> _EXERCISE_: Pull out each line of the records that contains the string "instance", matching case exactly.

> _SUPPLIED MATERIAL_:
________________________

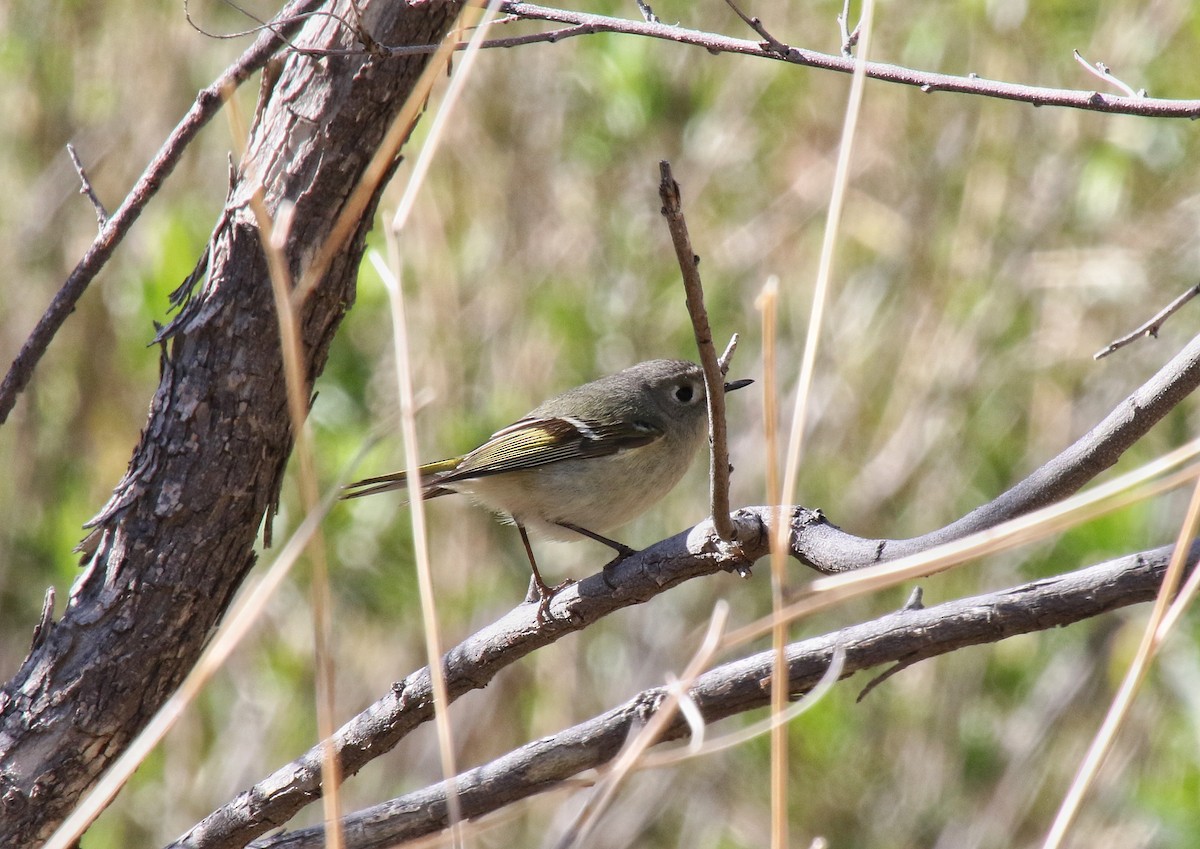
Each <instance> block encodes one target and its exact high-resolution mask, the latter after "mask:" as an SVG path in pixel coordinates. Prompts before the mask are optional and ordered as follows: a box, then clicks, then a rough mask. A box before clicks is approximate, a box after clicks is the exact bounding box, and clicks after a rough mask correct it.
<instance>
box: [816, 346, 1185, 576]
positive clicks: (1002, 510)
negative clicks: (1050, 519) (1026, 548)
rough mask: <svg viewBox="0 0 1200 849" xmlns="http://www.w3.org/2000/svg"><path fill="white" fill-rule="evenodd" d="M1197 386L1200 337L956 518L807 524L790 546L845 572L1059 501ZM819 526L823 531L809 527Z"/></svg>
mask: <svg viewBox="0 0 1200 849" xmlns="http://www.w3.org/2000/svg"><path fill="white" fill-rule="evenodd" d="M1198 386H1200V336H1198V337H1196V338H1194V339H1192V342H1189V343H1188V344H1187V347H1184V348H1183V350H1181V351H1180V353H1178V354H1176V355H1175V356H1174V357H1172V359H1171V361H1170V362H1168V363H1166V365H1165V366H1164V367H1163V368H1160V369H1159V371H1158V373H1156V374H1154V377H1152V378H1151V379H1150V380H1147V381H1146V383H1145V384H1142V385H1141V387H1139V389H1138V390H1136V391H1135V392H1134V393H1133V395H1130V396H1129V397H1128V398H1126V399H1124V401H1122V402H1121V403H1120V404H1117V407H1116V408H1114V410H1112V411H1111V413H1110V414H1109V415H1108V416H1105V417H1104V420H1103V421H1102V422H1100V423H1099V425H1097V426H1096V427H1093V428H1092V429H1091V430H1090V432H1087V433H1086V434H1085V435H1084V436H1081V438H1080V439H1079V440H1076V441H1075V442H1074V444H1073V445H1072V446H1070V447H1068V448H1067V450H1066V451H1063V452H1062V453H1060V454H1058V456H1057V457H1055V458H1054V459H1051V460H1050V462H1049V463H1046V464H1045V465H1043V466H1042V468H1040V469H1038V470H1037V471H1034V472H1033V474H1032V475H1030V476H1028V477H1026V478H1025V480H1024V481H1021V482H1020V483H1018V484H1016V486H1014V487H1013V488H1012V489H1009V490H1008V492H1006V493H1003V494H1002V495H1000V496H998V498H996V499H994V500H992V501H989V502H988V504H985V505H983V506H980V507H977V508H976V510H973V511H971V512H970V513H967V514H966V516H964V517H962V518H961V519H959V520H958V522H953V523H950V524H948V525H946V526H944V528H940V529H938V530H935V531H931V532H929V534H924V535H922V536H918V537H913V538H911V540H868V538H860V537H851V536H850V535H845V534H841V532H840V531H838V530H836V529H835V528H833V526H832V525H829V524H828V523H823V524H821V525H818V526H816V525H815V526H814V528H812V530H814V534H812V535H810V536H809V537H806V538H805V544H804V547H803V548H802V549H798V550H793V553H794V554H796V555H797V556H799V558H800V559H802V560H804V562H806V564H809V565H810V566H812V567H814V568H816V570H817V571H820V572H826V573H833V572H847V571H851V570H856V568H862V567H863V566H869V565H871V564H877V562H883V561H884V560H895V559H896V558H902V556H907V555H911V554H917V553H919V552H924V550H928V549H930V548H932V547H935V546H940V544H942V543H947V542H953V541H954V540H961V538H962V537H965V536H970V535H971V534H974V532H977V531H980V530H985V529H988V528H994V526H996V525H998V524H1000V523H1002V522H1007V520H1008V519H1013V518H1016V517H1018V516H1024V514H1026V513H1030V512H1033V511H1034V510H1037V508H1039V507H1044V506H1046V505H1050V504H1054V502H1056V501H1061V500H1062V499H1064V498H1067V496H1068V495H1072V494H1074V493H1076V492H1079V489H1081V488H1082V487H1084V486H1085V484H1086V483H1087V482H1088V481H1092V480H1094V478H1096V477H1097V476H1098V475H1099V474H1100V472H1103V471H1105V470H1106V469H1109V468H1111V466H1112V465H1114V464H1116V462H1117V460H1118V459H1120V458H1121V454H1123V453H1124V452H1126V451H1127V450H1128V448H1129V446H1132V445H1133V444H1134V442H1136V441H1138V440H1139V439H1141V438H1142V436H1144V435H1145V434H1146V433H1147V432H1148V430H1150V428H1152V427H1153V426H1154V425H1157V423H1158V422H1159V421H1162V419H1163V416H1165V415H1166V414H1168V413H1170V411H1171V410H1172V409H1175V408H1176V407H1177V405H1178V404H1180V402H1182V401H1183V399H1184V398H1187V397H1188V396H1189V395H1190V393H1192V392H1194V391H1195V389H1196V387H1198ZM822 529H823V530H826V531H828V532H829V536H826V535H824V534H818V532H816V531H820V530H822Z"/></svg>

________________________

> _OUTPUT OF THE EXERCISE_:
Each <instance> block encodes one target and its exact high-resolution mask, the latter after "mask:" as an SVG path in pixel coordinates. Prompts before the mask are optional and ordered as follows: a box, then clicks, then a rough mask. A box before clicks is approximate, a box after clicks is the exact bounding box, and clicks after a rough mask correct it.
<instance>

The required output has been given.